TASK OBJECTIVE:
Convert the lines below into a Markdown table with the columns Row and Line, numbering each row and skipping blank lines. Leave the pictures out of the table.

►

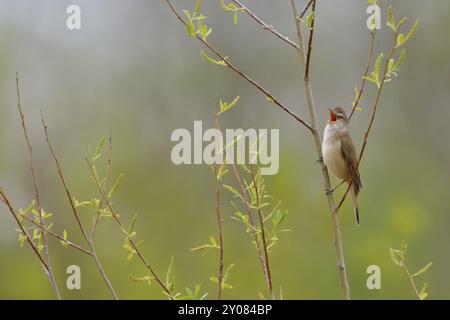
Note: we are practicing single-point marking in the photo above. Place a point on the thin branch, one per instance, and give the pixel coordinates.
(47, 230)
(24, 230)
(46, 255)
(266, 26)
(372, 118)
(123, 229)
(366, 72)
(104, 186)
(244, 196)
(310, 39)
(302, 14)
(219, 225)
(263, 236)
(240, 73)
(411, 280)
(337, 237)
(75, 213)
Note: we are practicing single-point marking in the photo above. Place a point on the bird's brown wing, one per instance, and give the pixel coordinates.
(351, 160)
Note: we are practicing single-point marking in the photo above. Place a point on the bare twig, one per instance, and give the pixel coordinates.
(263, 236)
(302, 14)
(240, 73)
(75, 213)
(266, 26)
(305, 57)
(124, 230)
(46, 254)
(366, 72)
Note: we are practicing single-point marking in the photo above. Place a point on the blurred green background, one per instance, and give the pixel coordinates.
(133, 68)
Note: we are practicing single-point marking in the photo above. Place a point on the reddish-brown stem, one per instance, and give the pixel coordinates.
(75, 213)
(305, 58)
(247, 204)
(266, 26)
(227, 62)
(46, 255)
(372, 118)
(263, 236)
(24, 230)
(123, 229)
(366, 72)
(104, 186)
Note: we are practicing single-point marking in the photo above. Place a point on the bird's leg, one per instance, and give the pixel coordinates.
(332, 189)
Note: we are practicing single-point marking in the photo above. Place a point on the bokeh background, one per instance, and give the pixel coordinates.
(133, 68)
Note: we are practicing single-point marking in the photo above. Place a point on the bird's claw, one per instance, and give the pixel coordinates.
(329, 191)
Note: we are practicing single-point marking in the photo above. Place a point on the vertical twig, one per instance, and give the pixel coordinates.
(24, 231)
(123, 229)
(244, 196)
(75, 213)
(372, 117)
(305, 57)
(263, 235)
(104, 186)
(266, 26)
(366, 72)
(219, 225)
(46, 255)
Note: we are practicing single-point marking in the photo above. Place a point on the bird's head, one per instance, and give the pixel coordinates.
(338, 117)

◄

COMPLETE OUTPUT:
| Row | Line |
|---|---|
| 1 | Note: we are practicing single-point marking in the photo above. Place a point on the thin branch, one per instance, and give the pixel coordinates. |
| 2 | (47, 230) |
| 3 | (24, 230) |
| 4 | (46, 255) |
| 5 | (266, 26) |
| 6 | (372, 118) |
| 7 | (123, 229) |
| 8 | (366, 72) |
| 9 | (104, 186) |
| 10 | (244, 196) |
| 11 | (310, 39) |
| 12 | (302, 14) |
| 13 | (219, 225) |
| 14 | (263, 236) |
| 15 | (240, 73) |
| 16 | (411, 280) |
| 17 | (337, 237) |
| 18 | (75, 213) |
| 19 | Note: we are practicing single-point marking in the photo above. Place a point on the bird's brown wing, one per instance, and give the pixel coordinates. |
| 20 | (351, 160) |
| 21 | Note: we are practicing single-point marking in the photo above. Place a point on the bare twig, one per instance, and give the pixel coordinates. |
| 22 | (263, 236) |
| 23 | (302, 14) |
| 24 | (240, 73) |
| 25 | (75, 213) |
| 26 | (266, 26) |
| 27 | (305, 57) |
| 28 | (124, 230) |
| 29 | (46, 254) |
| 30 | (366, 72) |
| 31 | Note: we are practicing single-point marking in the photo above. Place a point on the blurred green background, one per instance, and give the pixel coordinates. |
| 32 | (133, 68) |
| 33 | Note: we are practicing single-point marking in the photo above. Place a point on the reddish-brown stem, one per instance, and give the pixel coordinates. |
| 34 | (75, 213) |
| 35 | (305, 58) |
| 36 | (247, 204) |
| 37 | (266, 26) |
| 38 | (227, 62) |
| 39 | (46, 255) |
| 40 | (372, 118) |
| 41 | (263, 236) |
| 42 | (24, 230) |
| 43 | (123, 229) |
| 44 | (366, 72) |
| 45 | (104, 186) |
| 46 | Note: we are practicing single-point marking in the photo above. Place a point on the bird's leg, one per instance, and give the pixel coordinates. |
| 47 | (332, 189) |
| 48 | Note: we are practicing single-point marking in the photo above. Place a point on the bokeh background, one per instance, and give the pixel coordinates. |
| 49 | (133, 68) |
| 50 | Note: we are practicing single-point marking in the photo above. Place a point on the bird's claw, one per instance, and give the pixel coordinates. |
| 51 | (329, 191) |
| 52 | Note: we are practicing single-point marking in the photo above. Place a point on the vertical twig, one per instance, and give the pixel coordinates. |
| 53 | (24, 231) |
| 54 | (123, 229) |
| 55 | (244, 196) |
| 56 | (75, 213) |
| 57 | (372, 117) |
| 58 | (305, 57) |
| 59 | (263, 235) |
| 60 | (104, 186) |
| 61 | (266, 26) |
| 62 | (366, 72) |
| 63 | (219, 225) |
| 64 | (46, 255) |
| 65 | Note: we are practicing single-point marking in the photo above. Place a point on the bird's head, one per instance, and give the pixel coordinates. |
| 66 | (338, 117) |